*SUPPLIED INFORMATION*.
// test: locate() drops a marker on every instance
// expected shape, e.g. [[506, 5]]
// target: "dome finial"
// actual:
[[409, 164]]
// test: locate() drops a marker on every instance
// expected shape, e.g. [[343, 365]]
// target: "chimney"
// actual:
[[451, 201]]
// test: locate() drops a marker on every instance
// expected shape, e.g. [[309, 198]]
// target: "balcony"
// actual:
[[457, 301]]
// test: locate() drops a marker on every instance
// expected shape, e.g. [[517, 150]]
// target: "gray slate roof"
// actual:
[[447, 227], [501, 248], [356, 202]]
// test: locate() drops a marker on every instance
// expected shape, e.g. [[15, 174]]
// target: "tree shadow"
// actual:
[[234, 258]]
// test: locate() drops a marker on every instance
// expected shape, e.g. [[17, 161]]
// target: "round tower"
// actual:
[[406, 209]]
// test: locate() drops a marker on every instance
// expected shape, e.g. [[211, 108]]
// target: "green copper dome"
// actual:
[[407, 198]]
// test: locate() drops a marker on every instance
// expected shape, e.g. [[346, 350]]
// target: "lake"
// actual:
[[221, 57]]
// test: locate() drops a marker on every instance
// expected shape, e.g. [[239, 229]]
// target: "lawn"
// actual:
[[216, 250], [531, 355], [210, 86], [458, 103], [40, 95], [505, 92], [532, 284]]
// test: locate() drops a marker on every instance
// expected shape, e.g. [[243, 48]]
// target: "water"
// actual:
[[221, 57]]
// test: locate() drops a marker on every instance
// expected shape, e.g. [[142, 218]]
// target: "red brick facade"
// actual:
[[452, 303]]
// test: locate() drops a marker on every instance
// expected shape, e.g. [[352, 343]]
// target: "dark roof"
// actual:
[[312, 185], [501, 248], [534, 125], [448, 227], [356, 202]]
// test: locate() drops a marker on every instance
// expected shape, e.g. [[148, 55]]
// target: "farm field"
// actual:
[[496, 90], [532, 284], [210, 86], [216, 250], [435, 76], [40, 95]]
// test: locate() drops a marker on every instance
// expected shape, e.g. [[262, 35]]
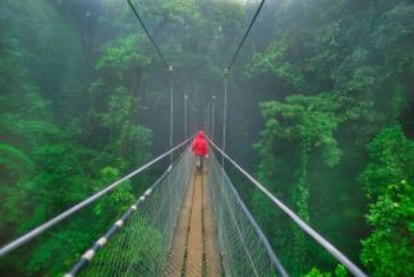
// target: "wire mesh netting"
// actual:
[[140, 248], [244, 249]]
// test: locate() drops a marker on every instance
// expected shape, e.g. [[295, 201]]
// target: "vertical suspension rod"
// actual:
[[224, 115]]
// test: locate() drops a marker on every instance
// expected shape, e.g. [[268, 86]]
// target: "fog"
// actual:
[[320, 109]]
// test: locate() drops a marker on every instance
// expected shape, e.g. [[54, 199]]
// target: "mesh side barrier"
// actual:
[[242, 250], [140, 248]]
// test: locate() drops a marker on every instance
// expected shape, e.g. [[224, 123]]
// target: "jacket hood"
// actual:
[[200, 134]]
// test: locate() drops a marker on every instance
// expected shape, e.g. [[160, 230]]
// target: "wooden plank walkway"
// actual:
[[194, 249]]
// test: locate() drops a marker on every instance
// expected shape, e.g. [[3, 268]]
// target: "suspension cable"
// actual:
[[245, 36], [170, 69], [45, 226], [185, 117], [302, 224], [148, 34], [223, 146]]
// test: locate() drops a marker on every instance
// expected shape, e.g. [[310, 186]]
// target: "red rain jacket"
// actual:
[[199, 145]]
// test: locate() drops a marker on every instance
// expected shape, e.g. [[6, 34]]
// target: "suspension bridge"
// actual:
[[186, 223]]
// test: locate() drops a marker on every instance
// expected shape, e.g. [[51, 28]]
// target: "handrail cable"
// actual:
[[88, 256], [269, 251], [244, 37], [302, 224], [167, 65], [45, 226]]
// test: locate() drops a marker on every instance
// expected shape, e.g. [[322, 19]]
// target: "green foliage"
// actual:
[[387, 180], [123, 54]]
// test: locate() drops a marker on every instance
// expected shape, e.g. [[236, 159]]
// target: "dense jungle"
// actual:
[[320, 110]]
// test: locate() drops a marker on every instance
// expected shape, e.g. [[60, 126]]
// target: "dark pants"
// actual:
[[199, 163]]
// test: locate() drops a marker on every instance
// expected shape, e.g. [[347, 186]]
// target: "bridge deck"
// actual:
[[194, 251]]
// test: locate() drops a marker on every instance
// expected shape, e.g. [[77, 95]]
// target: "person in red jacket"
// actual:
[[200, 148]]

*SHORT TASK*.
Copy every line from the start of the material down to the line containing "[[406, 209]]", both included, increasing each point coordinate on the lines after "// actual:" by 65. Leave all other lines unchanged, including the coordinates in the "// expected shape" lines.

*ANSWER TO THE EXERCISE*.
// test: locate() drops a marker on every instance
// expected shape, e.g. [[506, 5]]
// target: "dome finial"
// actual:
[[474, 229]]
// test: locate() drops a marker on every instance
// expected shape, e.g. [[343, 365]]
// target: "chimney"
// actual:
[[516, 266]]
// test: locate() drops a marker on every instance
// expected shape, e.g. [[309, 198]]
// target: "balcony"
// actual:
[[522, 366]]
// test: locate() drops a marker on every instance
// expected shape, e.g. [[517, 150]]
// target: "gray slate roof"
// actual:
[[512, 292], [566, 313], [421, 267]]
// test: locate() drops a marker on every instance
// expected shape, e.g. [[15, 174]]
// target: "tree shadow"
// actual:
[[299, 323]]
// test: locate() drops a marker on every instance
// expected shape, e.g. [[17, 161]]
// target: "round tower"
// actual:
[[471, 274]]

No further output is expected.